● Passage to read
The Chief Justice’s Inartful Dodging

“When Congress seeks information needed for intelligent legislative action, it unquestionably is the duty of all citizens to cooperate.” Trump v. Mazars, 140 S.Ct. 2019, 2036 (2020) (internal quotations omitted). So spoke the Supreme Court in an opinion by Chief Justice Roberts less than three years ago. Mazars involved congressional subpoenas for the financial records of then-President Trump, and the Court’s emphasis of the word all underscored the fact that the Constitution recognizes no super-citizens who are above this legal duty, not even the sitting president.

The chief justice seemed to be singing a different tune, however, when he responded this week to an invitation from Senator Durbin, chair of the Judiciary Committee, for Roberts or another justice of his choosing “to testify at a public hearing regarding the ethical rules that govern the Justices of the Supreme Court and potential reforms to those rules.”

● Set problem 1
List every person named in the commentary on the chief justice.
● Set problem 2
Reproduce the stretch of the commentary on the chief justice from "The Chief Justice’s" through "the sitting president.".

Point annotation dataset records
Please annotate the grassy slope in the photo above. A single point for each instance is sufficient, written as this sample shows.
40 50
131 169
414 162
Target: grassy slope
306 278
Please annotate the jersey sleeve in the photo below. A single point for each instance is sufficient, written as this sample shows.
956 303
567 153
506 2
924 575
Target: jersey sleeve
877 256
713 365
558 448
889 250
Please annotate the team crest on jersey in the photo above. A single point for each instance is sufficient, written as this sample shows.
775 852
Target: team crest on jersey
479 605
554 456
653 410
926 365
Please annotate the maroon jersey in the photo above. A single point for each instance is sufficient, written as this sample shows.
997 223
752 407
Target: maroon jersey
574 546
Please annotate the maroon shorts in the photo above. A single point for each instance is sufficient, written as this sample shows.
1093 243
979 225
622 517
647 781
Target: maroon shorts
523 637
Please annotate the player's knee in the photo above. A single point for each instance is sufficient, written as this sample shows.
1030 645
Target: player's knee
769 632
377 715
---
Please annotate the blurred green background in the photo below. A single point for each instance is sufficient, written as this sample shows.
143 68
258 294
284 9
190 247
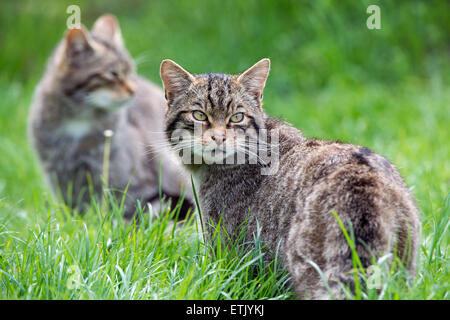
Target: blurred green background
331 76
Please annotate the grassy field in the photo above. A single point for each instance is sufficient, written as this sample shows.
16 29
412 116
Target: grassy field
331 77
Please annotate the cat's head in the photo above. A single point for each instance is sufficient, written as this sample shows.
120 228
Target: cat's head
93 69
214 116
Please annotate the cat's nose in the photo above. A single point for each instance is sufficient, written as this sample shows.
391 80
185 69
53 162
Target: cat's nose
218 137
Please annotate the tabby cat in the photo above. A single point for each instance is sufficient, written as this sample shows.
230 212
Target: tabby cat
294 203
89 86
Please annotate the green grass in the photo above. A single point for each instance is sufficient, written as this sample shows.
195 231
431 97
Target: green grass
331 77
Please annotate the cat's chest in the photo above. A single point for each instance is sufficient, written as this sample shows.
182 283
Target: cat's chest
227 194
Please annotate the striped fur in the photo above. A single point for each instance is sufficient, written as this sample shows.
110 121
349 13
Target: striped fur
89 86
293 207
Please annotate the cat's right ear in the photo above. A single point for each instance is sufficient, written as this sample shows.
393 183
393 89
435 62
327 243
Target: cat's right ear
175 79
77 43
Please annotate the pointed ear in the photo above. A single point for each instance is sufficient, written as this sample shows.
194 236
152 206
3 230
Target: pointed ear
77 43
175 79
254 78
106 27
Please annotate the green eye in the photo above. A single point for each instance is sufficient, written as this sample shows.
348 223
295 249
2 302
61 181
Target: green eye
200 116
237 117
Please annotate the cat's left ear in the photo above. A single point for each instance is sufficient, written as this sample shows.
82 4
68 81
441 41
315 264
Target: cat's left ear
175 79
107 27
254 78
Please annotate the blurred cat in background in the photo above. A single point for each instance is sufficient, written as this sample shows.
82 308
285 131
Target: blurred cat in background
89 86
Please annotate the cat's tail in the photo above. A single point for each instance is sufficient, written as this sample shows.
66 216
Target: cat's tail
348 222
--
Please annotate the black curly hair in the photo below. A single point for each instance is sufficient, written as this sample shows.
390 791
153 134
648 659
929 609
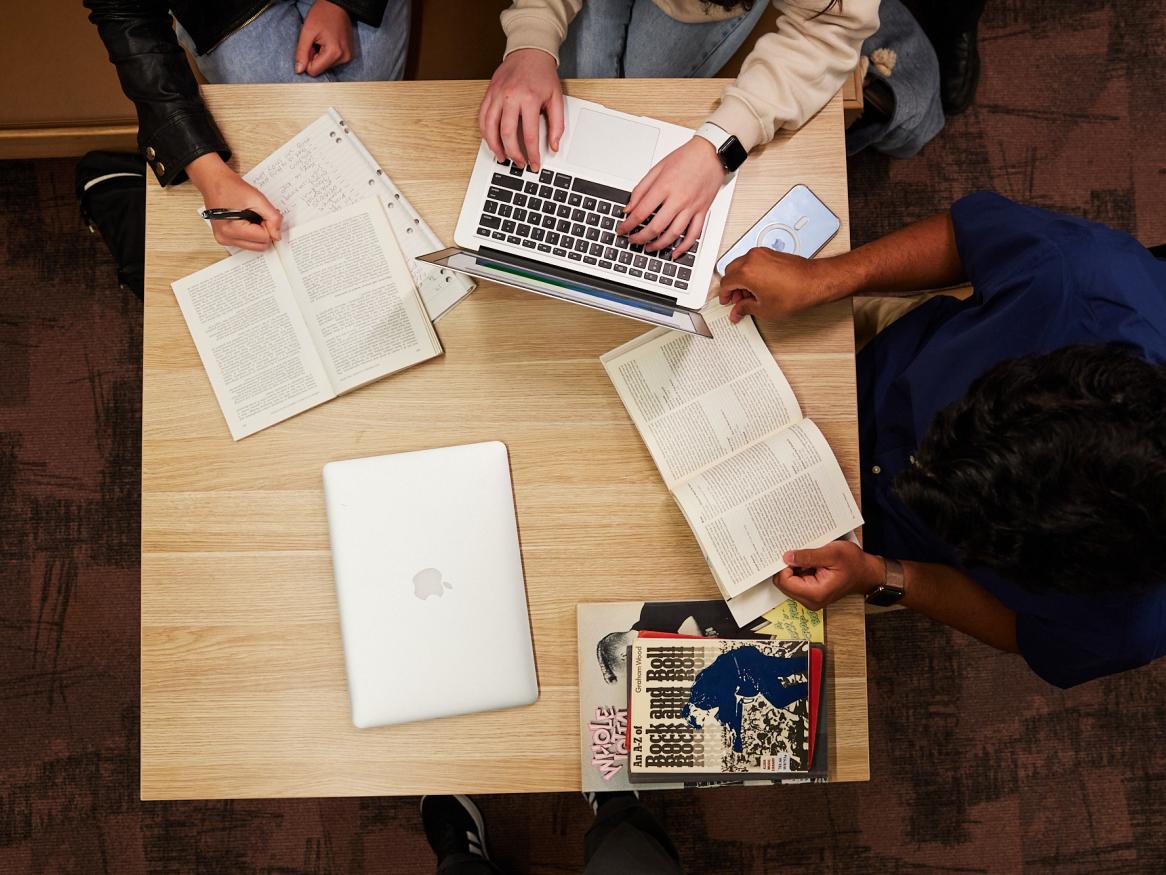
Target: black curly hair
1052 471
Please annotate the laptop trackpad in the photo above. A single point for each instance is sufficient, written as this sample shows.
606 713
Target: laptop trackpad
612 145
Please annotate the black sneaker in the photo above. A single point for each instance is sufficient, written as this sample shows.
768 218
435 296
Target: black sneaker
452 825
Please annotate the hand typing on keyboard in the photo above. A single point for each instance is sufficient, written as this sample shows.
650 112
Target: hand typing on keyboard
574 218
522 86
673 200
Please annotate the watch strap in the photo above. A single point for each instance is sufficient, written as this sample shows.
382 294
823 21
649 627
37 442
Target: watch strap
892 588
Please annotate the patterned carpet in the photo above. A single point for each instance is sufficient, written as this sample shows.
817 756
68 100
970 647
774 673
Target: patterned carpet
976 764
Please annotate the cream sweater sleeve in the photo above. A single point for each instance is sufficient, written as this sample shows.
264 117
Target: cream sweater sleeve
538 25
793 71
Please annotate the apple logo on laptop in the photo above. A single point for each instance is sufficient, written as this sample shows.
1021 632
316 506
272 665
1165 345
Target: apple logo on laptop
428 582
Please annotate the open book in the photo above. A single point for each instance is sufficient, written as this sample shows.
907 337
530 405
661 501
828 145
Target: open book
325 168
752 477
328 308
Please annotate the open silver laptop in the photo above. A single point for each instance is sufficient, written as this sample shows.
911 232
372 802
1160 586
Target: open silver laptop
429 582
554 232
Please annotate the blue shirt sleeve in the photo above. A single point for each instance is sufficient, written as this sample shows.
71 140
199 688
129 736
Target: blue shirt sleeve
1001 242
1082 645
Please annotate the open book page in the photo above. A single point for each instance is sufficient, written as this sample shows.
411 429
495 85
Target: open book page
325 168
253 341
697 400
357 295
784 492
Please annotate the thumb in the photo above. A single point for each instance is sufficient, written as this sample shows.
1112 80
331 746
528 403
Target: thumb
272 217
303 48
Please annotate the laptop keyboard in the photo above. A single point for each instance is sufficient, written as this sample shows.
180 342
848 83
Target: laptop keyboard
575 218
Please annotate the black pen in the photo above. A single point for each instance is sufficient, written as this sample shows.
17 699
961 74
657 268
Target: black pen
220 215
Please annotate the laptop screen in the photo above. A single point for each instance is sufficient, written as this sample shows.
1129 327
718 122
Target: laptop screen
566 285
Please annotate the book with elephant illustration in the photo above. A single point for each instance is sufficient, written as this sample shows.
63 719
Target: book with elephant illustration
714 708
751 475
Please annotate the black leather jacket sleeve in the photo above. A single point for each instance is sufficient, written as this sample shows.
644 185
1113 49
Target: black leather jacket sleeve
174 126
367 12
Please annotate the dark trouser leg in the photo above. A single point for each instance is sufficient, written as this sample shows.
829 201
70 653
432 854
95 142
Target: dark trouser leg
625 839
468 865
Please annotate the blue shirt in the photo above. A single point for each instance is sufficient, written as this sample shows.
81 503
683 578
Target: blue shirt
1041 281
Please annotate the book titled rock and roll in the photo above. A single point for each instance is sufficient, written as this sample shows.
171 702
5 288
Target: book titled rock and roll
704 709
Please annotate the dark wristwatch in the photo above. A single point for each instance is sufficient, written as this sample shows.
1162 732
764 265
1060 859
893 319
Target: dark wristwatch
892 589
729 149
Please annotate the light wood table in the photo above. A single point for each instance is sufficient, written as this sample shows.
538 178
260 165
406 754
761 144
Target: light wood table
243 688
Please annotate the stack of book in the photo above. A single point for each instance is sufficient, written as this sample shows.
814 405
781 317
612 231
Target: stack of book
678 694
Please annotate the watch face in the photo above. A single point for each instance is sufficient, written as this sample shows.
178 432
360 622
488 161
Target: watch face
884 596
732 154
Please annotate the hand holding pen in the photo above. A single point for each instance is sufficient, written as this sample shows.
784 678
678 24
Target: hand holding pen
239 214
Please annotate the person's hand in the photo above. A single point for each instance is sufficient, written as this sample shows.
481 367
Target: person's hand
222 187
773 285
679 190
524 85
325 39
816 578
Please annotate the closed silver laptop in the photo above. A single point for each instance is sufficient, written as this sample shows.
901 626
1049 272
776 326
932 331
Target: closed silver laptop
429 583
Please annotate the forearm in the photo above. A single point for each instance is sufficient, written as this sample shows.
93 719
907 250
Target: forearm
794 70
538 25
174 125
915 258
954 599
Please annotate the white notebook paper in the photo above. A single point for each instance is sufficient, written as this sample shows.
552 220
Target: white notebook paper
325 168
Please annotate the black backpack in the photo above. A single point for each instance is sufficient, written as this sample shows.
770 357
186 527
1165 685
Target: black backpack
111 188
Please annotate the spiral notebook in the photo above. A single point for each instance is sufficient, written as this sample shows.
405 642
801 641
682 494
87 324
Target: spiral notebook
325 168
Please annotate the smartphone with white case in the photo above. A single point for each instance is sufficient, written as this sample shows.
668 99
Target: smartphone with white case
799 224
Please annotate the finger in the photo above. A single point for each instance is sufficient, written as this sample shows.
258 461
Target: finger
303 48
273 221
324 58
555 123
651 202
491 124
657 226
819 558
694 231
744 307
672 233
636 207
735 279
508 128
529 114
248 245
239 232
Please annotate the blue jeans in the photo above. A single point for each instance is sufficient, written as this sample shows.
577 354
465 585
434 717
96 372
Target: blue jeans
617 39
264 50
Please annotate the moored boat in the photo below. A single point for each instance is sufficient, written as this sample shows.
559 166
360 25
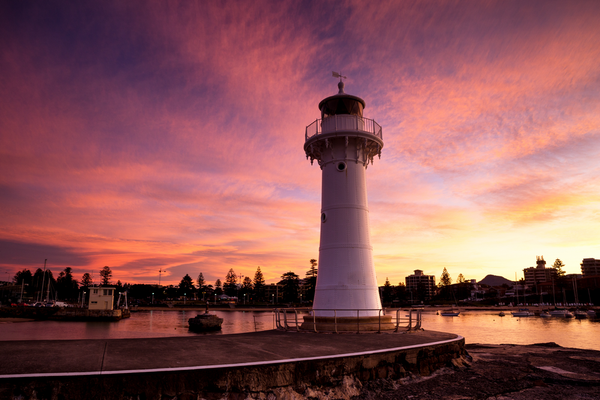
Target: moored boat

● Answer 1
Chief Justice Roberts
Trump
Senator Durbin

● Answer 2
The Chief Justice’s Inartful Dodging

“When Congress seeks information needed for intelligent legislative action, it unquestionably is the duty of all citizens to cooperate.” Trump v. Mazars, 140 S.Ct. 2019, 2036 (2020) (internal quotations omitted). So spoke the Supreme Court in an opinion by Chief Justice Roberts less than three years ago. Mazars involved congressional subpoenas for the financial records of then-President Trump, and the Court’s emphasis of the word all underscored the fact that the Constitution recognizes no super-citizens who are above this legal duty, not even the sitting president.